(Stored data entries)
____

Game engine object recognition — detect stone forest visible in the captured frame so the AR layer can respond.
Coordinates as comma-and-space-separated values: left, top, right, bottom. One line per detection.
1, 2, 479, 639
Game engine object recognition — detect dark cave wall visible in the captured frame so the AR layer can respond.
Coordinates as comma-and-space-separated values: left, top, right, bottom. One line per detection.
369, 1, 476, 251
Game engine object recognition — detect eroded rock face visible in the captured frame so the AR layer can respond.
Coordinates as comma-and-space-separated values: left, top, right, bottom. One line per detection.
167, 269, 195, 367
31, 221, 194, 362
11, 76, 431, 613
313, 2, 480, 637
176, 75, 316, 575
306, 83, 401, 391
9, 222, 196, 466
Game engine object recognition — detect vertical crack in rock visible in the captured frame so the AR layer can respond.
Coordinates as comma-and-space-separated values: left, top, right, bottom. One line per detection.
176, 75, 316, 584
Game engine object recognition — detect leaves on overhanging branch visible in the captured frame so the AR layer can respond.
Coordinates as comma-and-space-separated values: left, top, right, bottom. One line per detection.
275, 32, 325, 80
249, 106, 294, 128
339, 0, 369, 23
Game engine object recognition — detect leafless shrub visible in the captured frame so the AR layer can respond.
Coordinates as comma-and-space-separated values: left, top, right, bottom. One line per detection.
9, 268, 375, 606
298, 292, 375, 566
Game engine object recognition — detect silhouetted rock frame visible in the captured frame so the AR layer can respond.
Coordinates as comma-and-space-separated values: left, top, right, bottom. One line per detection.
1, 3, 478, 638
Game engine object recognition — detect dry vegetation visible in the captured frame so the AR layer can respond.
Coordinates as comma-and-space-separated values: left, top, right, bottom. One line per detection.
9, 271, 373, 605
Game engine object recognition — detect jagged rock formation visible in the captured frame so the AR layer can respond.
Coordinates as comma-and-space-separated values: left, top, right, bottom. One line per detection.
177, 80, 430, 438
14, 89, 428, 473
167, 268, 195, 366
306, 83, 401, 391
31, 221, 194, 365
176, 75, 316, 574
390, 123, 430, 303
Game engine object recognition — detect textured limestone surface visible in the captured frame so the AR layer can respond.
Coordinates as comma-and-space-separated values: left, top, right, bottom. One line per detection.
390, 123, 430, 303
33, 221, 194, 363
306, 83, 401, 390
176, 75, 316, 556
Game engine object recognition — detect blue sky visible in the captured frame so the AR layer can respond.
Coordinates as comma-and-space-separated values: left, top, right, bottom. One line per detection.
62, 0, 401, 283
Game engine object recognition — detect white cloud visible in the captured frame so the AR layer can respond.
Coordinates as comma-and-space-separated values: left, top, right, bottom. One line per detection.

____

* _EXERCISE_:
Look above for the line with "Game engine object recognition — detect dry" and the line with "Game engine object recognition — detect jagged", and reproduce exactly those two lines plus every line between, nothing more.

* _ANSWER TO THE EXERCISE_:
Game engine object recognition — detect dry vegetation visible in the captured frame so the AR layer can respond.
Coordinates as comma-and-space-separated values: left, top, right, bottom. One line per detection.
9, 271, 373, 605
Game engine object recognition — detect jagged rock formation visible in the captured frame so the AR layer can respond.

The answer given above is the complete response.